+++ RECORDS SHOWN +++
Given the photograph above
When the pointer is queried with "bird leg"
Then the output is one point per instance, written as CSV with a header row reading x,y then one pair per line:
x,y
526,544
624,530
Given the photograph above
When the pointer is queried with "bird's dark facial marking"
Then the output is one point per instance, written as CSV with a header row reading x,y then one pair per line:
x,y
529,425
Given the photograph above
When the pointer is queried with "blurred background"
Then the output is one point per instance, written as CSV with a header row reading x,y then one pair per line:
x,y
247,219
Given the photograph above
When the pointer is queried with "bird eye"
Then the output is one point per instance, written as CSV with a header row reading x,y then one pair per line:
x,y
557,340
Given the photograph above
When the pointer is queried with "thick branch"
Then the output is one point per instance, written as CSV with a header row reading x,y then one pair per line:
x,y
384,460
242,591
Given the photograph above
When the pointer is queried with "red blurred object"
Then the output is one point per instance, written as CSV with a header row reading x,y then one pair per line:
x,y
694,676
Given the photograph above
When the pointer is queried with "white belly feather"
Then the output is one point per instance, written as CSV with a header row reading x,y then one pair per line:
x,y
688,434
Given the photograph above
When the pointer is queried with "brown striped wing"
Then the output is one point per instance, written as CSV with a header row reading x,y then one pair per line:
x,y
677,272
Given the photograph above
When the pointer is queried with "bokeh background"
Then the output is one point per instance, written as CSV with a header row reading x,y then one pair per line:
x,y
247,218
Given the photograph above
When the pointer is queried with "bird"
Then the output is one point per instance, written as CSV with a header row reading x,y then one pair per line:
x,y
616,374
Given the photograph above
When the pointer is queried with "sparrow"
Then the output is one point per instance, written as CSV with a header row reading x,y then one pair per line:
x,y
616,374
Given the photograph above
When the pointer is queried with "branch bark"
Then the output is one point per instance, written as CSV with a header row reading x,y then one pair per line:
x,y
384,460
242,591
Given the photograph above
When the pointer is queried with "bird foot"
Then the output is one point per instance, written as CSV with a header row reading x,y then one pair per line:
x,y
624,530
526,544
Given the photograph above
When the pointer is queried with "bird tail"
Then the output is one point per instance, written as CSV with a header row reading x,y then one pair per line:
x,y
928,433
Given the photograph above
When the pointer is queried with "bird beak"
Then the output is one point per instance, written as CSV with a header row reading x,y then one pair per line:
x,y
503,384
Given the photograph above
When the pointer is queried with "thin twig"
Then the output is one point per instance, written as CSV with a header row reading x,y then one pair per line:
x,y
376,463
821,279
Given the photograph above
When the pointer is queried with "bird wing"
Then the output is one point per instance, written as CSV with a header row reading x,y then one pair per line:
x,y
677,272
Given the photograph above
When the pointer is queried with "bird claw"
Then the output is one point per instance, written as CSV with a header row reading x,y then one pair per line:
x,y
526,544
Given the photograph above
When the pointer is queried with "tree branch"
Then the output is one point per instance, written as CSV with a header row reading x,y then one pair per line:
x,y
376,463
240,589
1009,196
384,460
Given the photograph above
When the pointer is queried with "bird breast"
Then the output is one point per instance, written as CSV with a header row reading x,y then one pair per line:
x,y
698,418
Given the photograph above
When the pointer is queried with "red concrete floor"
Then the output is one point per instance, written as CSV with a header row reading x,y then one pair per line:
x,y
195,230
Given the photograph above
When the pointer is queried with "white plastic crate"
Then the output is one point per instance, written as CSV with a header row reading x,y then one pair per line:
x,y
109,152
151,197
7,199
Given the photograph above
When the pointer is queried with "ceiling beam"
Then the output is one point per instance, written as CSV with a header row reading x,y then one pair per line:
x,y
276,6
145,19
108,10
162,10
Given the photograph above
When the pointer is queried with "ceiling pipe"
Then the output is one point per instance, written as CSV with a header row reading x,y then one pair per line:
+++
WHAT NEEDS TO BE DONE:
Restate the data above word for word, please.

ANSWER IN FULL:
Given the photograph above
When the pointer is queried with "bird leg"
Then the output is one point per instance, written as CSV with a header row reading x,y then one pair per line:
x,y
526,544
624,530
Given the photograph above
When the pointer is queried with "bird's dark facial marking"
Then the output is one point per instance, written as CSV with a header row reading x,y then one pair per line:
x,y
529,425
Given the photograph above
When the pointer is queried with "blurred background"
Then the output is one point per instance, written as CSV with a header row reading x,y then one pair per line:
x,y
247,219
Given the photograph above
When the pointer is queried with "bird eye"
Then the output is one point per instance, written as CSV with a header row reading x,y then one pair per line:
x,y
557,340
Given the photograph above
When the pointer is queried with "thick branch"
Then the output is one point per instance, written as CSV with a header row reading x,y then one pair per line:
x,y
384,460
242,591
Given the photograph above
When the pointer is queried with "red blurred object"
Then the output is one point per instance, written as CSV with a header row reading x,y then one pair per line:
x,y
694,676
Given the photograph above
When the pointer is queried with "white belly feather"
Then the output is one point per instance, written as CSV with a header row reading x,y then one pair per line:
x,y
688,434
Given the photograph above
When the pointer is queried with "brown striped wing"
Then the output is one point per instance, written as CSV with a header row reading x,y then one pair per line:
x,y
677,272
Given the photograph above
When the pointer is queried with "bokeh background"
Then the output is one point per instance, written as CSV with a header row reading x,y then one pair per line:
x,y
247,218
Given the photograph above
When the pointer is queried with "bird"
Then the output is one point per instance, written as CSV with a header row reading x,y then one pair per line:
x,y
616,374
Given the photograph above
When the pointer is queried with "sparrow"
Then the output is one point per instance, written as CSV with a header row reading x,y then one pair per line:
x,y
616,374
Given the photograph above
When the pointer is queried with "branch bark"
Then the output is one point per instance, written as CSV with a header row reading x,y then one pair per line:
x,y
384,460
242,591
Given the photograph above
When the pointer is queried with "bird foot"
Then the output is one point per instance, written as CSV with a header row reading x,y then one pair per line:
x,y
624,530
526,544
Given the photograph above
When the pointer is queried with "bird tail"
Then the output is one point per instance, written as CSV with a header row reading x,y then one pair per line:
x,y
928,433
Given the photograph above
When the pointer is queried with "bird beak"
Then the output is one point per instance, written as CSV with a header row reading x,y then one pair per line:
x,y
503,384
Given the photograph above
When the pointer is queried with "thin twig"
Then the output is one point per instance, written as CSV with a header row reading x,y then one pair per line:
x,y
376,463
821,279
Given the photograph above
When the pointer is queried with "bird wing"
Then the output is one point per instance, written as CSV with a header row reading x,y then one pair per line:
x,y
677,272
Given the photograph above
When the pointer is queried with "bird claw"
Then the output is one point per instance, written as CSV with a header row reading x,y then one pair per line:
x,y
526,544
Given the photograph above
When the pointer is queried with "tree branch"
Then the output is one point per instance, written as CSV with a header row reading x,y then one pair per line:
x,y
376,463
240,589
1009,196
384,460
Given the photograph above
When the pointer is queried with "bird breast"
Then the output is one point per instance, written as CSV with a header row reading x,y then one pair per line:
x,y
698,418
Given the photograph above
When the pointer is queried with "red concrete floor"
Then the output is one point per instance, written as CSV with a header row reading x,y then one pair per line:
x,y
195,230
Given the photograph above
When the pointer is queried with "white plastic crate"
Then the output is one point per instance, written as CSV with a header row reading x,y then one pair per line:
x,y
109,152
151,197
7,199
Given the photograph above
When the pointer is queried with "ceiling beam"
Then the output is one point per instance, written as CSV with a header row reading x,y then one pair per line:
x,y
276,6
145,19
108,10
162,10
Given the photograph above
When the pointer is queried with "ceiling pipe"
Then the output is one point per instance, written as CSV with a header row reading x,y then one pair per line:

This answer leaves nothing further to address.